Page extract -
The immediate creation of the temporary restoration with a simple and repeatable prosthetic protocol represents a major advantage for patients, providing less expensive and less time-consuming treatments .
Traditional laboratory procedures such as soldering and welding may give rise to errors and increase in cost; furthermore, several bar framework material, such as gold alloy, silver-palladium alloy, commercially pure titanium, and cobalt-chromium alloy transfer significant stress to the supporting peri-implant tissues .
The key of prefabricated precision-milled components is that the framework is assembled without the use of soldering, laser welding, or conventional bonding techniques, thus reducing stress transmission to bone around the implants.
There is no casting, soldering, laser welding, or bonding of components when fabricating the definitive bar. This, combined with the universal ball joint nature of the components, ensures a true passive fit when the bar is assembled and seated.

Problem set -
1. Which four bar framework materials does the passage on implant bar frameworks say transfer significant stress to the supporting peri-implant tissues?
2. Revise the part of the passage on implant bar frameworks that opens with the words containing "The immediate creation" and closes with "time-consuming treatments .", replacing "patients" with "clinicians".
3. Go on with the passage on implant bar frameworks from where it stops.

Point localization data

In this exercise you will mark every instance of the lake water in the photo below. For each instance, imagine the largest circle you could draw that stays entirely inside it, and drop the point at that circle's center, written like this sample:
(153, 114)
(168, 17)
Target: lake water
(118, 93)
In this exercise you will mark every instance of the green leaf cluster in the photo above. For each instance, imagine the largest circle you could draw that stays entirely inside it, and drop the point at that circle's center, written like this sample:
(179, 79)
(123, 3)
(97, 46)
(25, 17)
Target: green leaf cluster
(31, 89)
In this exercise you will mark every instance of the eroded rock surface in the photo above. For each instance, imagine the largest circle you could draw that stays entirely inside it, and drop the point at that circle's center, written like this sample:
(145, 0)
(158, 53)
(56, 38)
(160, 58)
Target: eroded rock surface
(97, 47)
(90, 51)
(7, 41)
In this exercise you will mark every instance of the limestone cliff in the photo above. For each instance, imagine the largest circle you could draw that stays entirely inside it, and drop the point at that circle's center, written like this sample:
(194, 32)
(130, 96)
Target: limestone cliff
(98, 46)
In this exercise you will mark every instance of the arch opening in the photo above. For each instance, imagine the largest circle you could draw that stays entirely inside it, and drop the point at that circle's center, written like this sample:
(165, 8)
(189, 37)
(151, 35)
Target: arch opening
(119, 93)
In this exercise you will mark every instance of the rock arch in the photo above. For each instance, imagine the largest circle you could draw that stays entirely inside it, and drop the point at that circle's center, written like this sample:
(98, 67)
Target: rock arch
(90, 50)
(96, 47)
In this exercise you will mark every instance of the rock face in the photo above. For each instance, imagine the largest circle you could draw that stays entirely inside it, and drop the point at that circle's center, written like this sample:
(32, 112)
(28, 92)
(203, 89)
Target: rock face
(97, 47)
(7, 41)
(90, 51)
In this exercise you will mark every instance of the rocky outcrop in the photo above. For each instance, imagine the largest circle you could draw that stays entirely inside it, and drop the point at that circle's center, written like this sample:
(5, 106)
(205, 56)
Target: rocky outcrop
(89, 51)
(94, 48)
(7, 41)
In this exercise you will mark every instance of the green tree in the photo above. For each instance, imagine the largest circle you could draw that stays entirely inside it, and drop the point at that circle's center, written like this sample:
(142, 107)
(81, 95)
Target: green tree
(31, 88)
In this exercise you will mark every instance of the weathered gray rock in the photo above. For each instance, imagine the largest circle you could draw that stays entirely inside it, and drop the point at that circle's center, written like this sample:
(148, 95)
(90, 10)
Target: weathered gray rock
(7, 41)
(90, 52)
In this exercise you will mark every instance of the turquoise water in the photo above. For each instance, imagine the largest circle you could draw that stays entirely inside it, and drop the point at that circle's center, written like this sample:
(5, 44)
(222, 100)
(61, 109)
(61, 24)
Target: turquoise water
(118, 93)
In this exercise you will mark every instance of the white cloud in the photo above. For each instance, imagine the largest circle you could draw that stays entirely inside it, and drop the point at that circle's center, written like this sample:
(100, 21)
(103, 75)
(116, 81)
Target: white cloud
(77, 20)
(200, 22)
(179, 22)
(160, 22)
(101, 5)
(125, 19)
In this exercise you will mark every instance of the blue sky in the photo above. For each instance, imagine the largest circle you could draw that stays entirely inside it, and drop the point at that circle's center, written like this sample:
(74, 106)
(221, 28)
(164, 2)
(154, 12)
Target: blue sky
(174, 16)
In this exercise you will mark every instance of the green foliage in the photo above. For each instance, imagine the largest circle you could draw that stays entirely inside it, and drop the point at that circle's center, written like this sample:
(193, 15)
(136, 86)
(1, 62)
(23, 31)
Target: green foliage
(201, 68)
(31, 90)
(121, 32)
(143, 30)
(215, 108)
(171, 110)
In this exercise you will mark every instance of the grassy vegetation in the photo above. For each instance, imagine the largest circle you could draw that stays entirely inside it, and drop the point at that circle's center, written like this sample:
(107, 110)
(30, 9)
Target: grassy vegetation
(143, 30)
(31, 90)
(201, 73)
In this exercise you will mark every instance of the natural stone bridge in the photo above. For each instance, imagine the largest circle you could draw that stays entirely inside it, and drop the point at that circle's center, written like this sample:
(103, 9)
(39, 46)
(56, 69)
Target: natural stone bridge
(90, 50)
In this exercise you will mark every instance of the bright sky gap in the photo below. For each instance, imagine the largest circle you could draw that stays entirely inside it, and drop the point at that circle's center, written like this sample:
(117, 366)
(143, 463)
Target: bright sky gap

Task responses -
1. Gold alloy, silver-palladium alloy, commercially pure titanium, and cobalt-chromium alloy.

2.
The immediate creation of the temporary restoration with a simple and repeatable prosthetic protocol represents a major advantage for clinicians, providing less expensive and less time-consuming treatments .

3.
No laboratory time is required to fabricate the bar and there are no gold-alloy charges. Clinically, there is no need for the bar sections to be soldered in an attempt to achieve passive fit—a step that may need repeating—as with the conventional method. The prefabricated bar is relatively inexpensive compared with conventional gold castings and CAD/CAM options.
Precision-milled components provide an improved quality of fit. The physical and mechanical properties of the component materials can be controlled accurately, which is difficult to achieve with conventional casting methods . The passive-fit bar assembly can result in greatly reduced stress transmission to the supporting implants . Studies have demonstrated that this is also a viable treatment option for immediate-loading situations in the mandible, provided that the implants achieved insertion torques exceeding 50 Ncm approximately .
A clinical study  evaluated initial, 4-month, and 1-year stability of immediately loaded dental implants inserted according to a protocol of lower rehabilitation with prefabricated bars. Immediately after implant installation, resonance frequency analysis (RFA) for each implant was registered as well as after 4 months and 1 year with the prosthetic bar removed as it is a screwed system. The analysis of variance showed a statistically significant result () among implant stability quotient values for the different periods evaluated. Tukey test results showed statistically significant differences between 1-year results and the initial periods but there was no statistically significant difference between initial and 4-month results ().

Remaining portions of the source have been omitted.